Cine-scabs… pick your favorites

frankmeetswolf

I know you don’t know what I’m talking about but you know what I mean… movies or movie scenes that get on your nerves, that annoy, grate, embarrass… but which you nonetheless watch and watch again, nursing your conflicted emotions as you would a Château Pétrus you bought with your own money or scratching at them as you would the crust on an old wound.  Everyone has their own cine-scabs and here are my picks…

Man, how annoying is the guy singing “The Song of the New Wine” from FRANKENSTEIN MEETS THE WOLFMAN (1942)?  He’s the kind of person you go out of your way to avoid at the post office but then, bang, there he is in your face even though you sneaked out the back way.  And the thing is, he’s really nice and upbeat all the time, so you can’t actually hate him… but you’d rather throw yourself in front of a street sweeper than spend thirty seconds talking to him.  Much less hear him sing an entire production number.

You want to set yourself a task?  Try and find one scene from the Ed Wood-scripted ORGY OF THE DEAD (1965) that embarrasses you the most.  It’s a tough call… but the pussycat dance number is right up there in my Five.  While you’re watching this mercifully brief clip, keep in mind that they hired professional dancers… they sure weren’t professional actors!

I’ve discussed this party scene from DRACULA AD 1972 (1972) before here at The Movie Morlocks but it bears repeating because this is the Vesuvius of cine-scabs.  While you’re watching, it’s easy to forget the damned thing is supposed to be a Dracula movie.

The opening frames of Joachim Hasler’s East German teen musical HOT SUMMER (Heißer Sommer, 1968) pretty much tell the whole tale… abrasive in-your-face production numbers particularized by rigid, martial choreography.  It’s expressly queer; part of me wants to cover my face in shame but the other part is up on my feet to that hep Stasi backbeat.  Shake it, comrade!

Ross Hunter’s 1973 song-filled remake of LOST HORIZON asks the musical question: what would a hidden Himalayan paradise be without the tuneful teachings of native New Yawka Bobby Van?  Just a lot of unanswered questions.  Or maybe unquestioned answers.  I’ve seen this movie like ten times and I still don’t know.

Oh, there are so many more.  I don’t know why I torture myself with these things.  I just know I’m not alone.

16 Responses Cine-scabs… pick your favorites
Posted By Medusa : November 14, 2008 12:42 pm

Ooh! Excellent topic, RHS!

My cine-scab is the movie “Steel Magnolias” — the whole danged movie! I HATE it, but can’t not watch it. It’s the epitome of everything I detest, but yet I love the creepy moment when Julia Roberts’ husband comes home to find the baby crying piteously and the spaghetti boiling over and her in a coma on the floor. Yikes! Totally jarring and kind of a truly horrifying scene in this estrogen-fest that overall makes my skin crawl, and yet, there’s something that makes me watch if it’s ever on. I guess I’m fascinated by so much female hysteria onscreen at one time, though I know that so many people LOVE the movie, genuinely.

-=-=-

*Tasks to carry out*:
A) Copy word for word the part of the cine-scabs post running from "Man, how annoying" down to "weren’t professional actors!".
B) Put the records into a JSON list of strings, covering everything from the line containing "of the blue" down to the end of the records. Give one string per line and leave out blank lines.

-=-=-

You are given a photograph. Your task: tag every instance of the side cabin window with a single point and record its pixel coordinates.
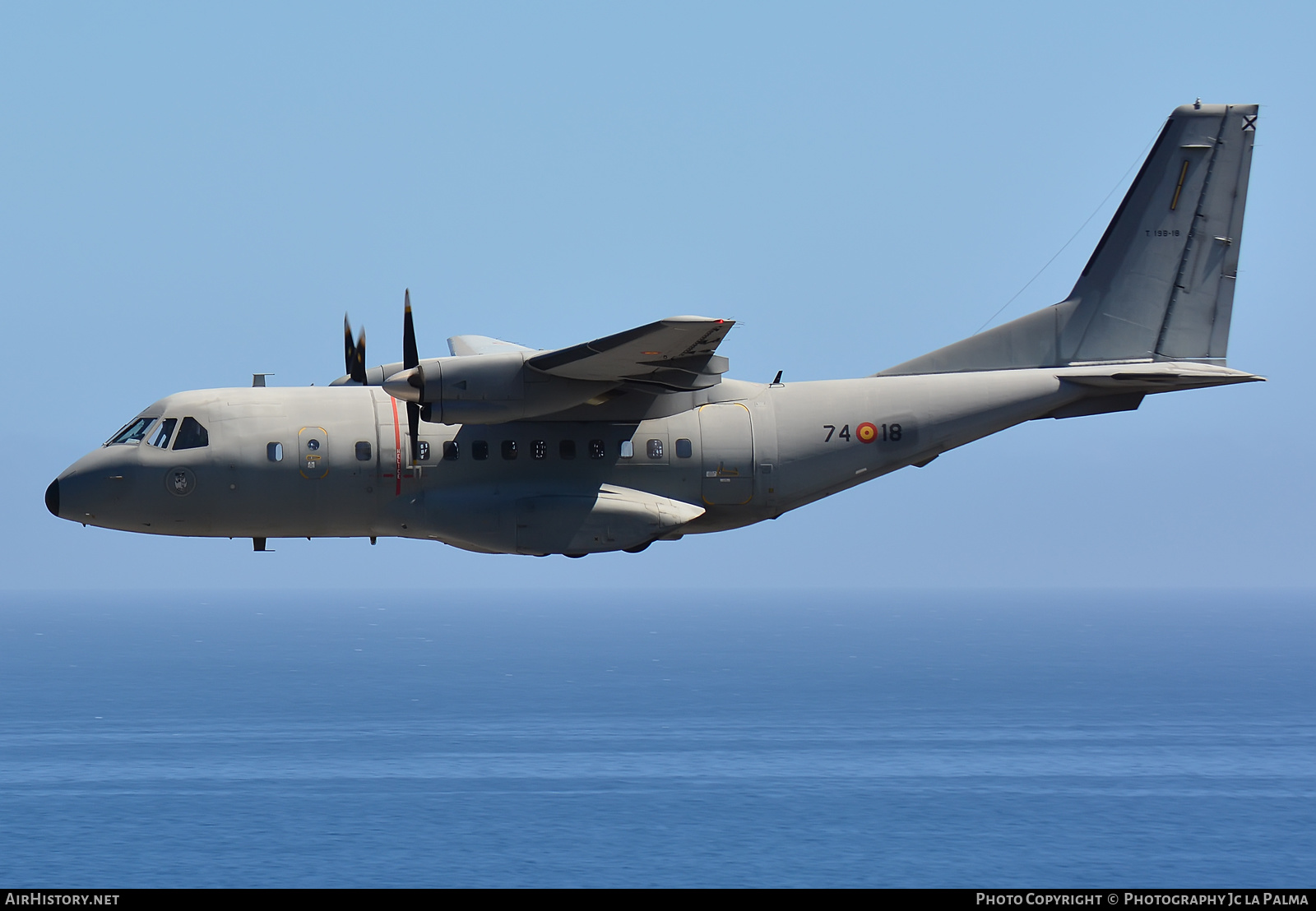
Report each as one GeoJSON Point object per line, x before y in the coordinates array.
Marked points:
{"type": "Point", "coordinates": [191, 435]}
{"type": "Point", "coordinates": [132, 432]}
{"type": "Point", "coordinates": [164, 432]}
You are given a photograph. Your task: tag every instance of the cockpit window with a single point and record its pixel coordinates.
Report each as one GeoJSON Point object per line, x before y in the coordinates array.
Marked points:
{"type": "Point", "coordinates": [133, 432]}
{"type": "Point", "coordinates": [191, 435]}
{"type": "Point", "coordinates": [164, 432]}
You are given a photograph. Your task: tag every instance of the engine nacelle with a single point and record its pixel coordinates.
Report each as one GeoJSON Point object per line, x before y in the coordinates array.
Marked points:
{"type": "Point", "coordinates": [487, 389]}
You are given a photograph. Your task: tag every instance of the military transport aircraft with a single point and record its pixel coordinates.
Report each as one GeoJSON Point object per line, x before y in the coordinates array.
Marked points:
{"type": "Point", "coordinates": [638, 437]}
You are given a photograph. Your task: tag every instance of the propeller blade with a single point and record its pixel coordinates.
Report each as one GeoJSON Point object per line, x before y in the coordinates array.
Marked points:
{"type": "Point", "coordinates": [359, 372]}
{"type": "Point", "coordinates": [414, 425]}
{"type": "Point", "coordinates": [410, 357]}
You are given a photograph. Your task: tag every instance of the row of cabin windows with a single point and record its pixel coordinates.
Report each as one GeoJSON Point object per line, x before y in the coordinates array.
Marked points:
{"type": "Point", "coordinates": [566, 449]}
{"type": "Point", "coordinates": [480, 449]}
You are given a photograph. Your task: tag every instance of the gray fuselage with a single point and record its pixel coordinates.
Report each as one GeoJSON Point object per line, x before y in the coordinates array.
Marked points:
{"type": "Point", "coordinates": [335, 462]}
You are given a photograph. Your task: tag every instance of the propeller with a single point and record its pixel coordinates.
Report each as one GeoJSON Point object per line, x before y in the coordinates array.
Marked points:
{"type": "Point", "coordinates": [411, 359]}
{"type": "Point", "coordinates": [354, 356]}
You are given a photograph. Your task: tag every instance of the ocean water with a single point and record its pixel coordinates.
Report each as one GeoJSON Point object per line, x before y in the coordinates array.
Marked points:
{"type": "Point", "coordinates": [699, 739]}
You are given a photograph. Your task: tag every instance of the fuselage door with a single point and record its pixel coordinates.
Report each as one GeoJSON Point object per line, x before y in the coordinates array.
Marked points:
{"type": "Point", "coordinates": [728, 448]}
{"type": "Point", "coordinates": [313, 451]}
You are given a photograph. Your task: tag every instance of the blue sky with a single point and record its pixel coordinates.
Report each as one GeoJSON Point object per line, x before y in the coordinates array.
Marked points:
{"type": "Point", "coordinates": [191, 195]}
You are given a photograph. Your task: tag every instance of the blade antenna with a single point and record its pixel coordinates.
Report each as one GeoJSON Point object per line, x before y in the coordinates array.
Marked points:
{"type": "Point", "coordinates": [349, 350]}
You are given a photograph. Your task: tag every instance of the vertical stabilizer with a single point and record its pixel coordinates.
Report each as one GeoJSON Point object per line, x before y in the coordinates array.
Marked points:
{"type": "Point", "coordinates": [1160, 284]}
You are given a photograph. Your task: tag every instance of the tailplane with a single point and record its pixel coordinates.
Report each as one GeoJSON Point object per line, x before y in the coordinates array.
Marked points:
{"type": "Point", "coordinates": [1160, 284]}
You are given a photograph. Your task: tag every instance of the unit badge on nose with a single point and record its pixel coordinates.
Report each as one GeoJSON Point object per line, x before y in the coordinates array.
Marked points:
{"type": "Point", "coordinates": [179, 482]}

-=-=-

*Problem solutions*:
A)
Man, how annoying is the guy singing “The Song of the New Wine” from FRANKENSTEIN MEETS THE WOLFMAN (1942)?  He’s the kind of person you go out of your way to avoid at the post office but then, bang, there he is in your face even though you sneaked out the back way.  And the thing is, he’s really nice and upbeat all the time, so you can’t actually hate him… but you’d rather throw yourself in front of a street sweeper than spend thirty seconds talking to him.  Much less hear him sing an entire production number.

You want to set yourself a task?  Try and find one scene from the Ed Wood-scripted ORGY OF THE DEAD (1965) that embarrasses you the most.  It’s a tough call… but the pussycat dance number is right up there in my Five.  While you’re watching this mercifully brief clip, keep in mind that they hired professional dancers… they sure weren’t professional actors!

B)
[
  "You are given a photograph. Your task: tag every instance of the blue sky with a single point and record its pixel coordinates.",
  "Report each as one GeoJSON Point object per line, x before y in the coordinates array.",
  "Marked points:",
  "{\"type\": \"Point\", \"coordinates\": [191, 195]}",
  "You are given a photograph. Your task: tag every instance of the blade antenna with a single point and record its pixel coordinates.",
  "Report each as one GeoJSON Point object per line, x before y in the coordinates array.",
  "Marked points:",
  "{\"type\": \"Point\", \"coordinates\": [349, 350]}",
  "You are given a photograph. Your task: tag every instance of the vertical stabilizer with a single point and record its pixel coordinates.",
  "Report each as one GeoJSON Point object per line, x before y in the coordinates array.",
  "Marked points:",
  "{\"type\": \"Point\", \"coordinates\": [1160, 284]}",
  "You are given a photograph. Your task: tag every instance of the tailplane with a single point and record its pixel coordinates.",
  "Report each as one GeoJSON Point object per line, x before y in the coordinates array.",
  "Marked points:",
  "{\"type\": \"Point\", \"coordinates\": [1160, 284]}",
  "You are given a photograph. Your task: tag every instance of the unit badge on nose with a single point and record its pixel coordinates.",
  "Report each as one GeoJSON Point object per line, x before y in the coordinates array.",
  "Marked points:",
  "{\"type\": \"Point\", \"coordinates\": [179, 482]}"
]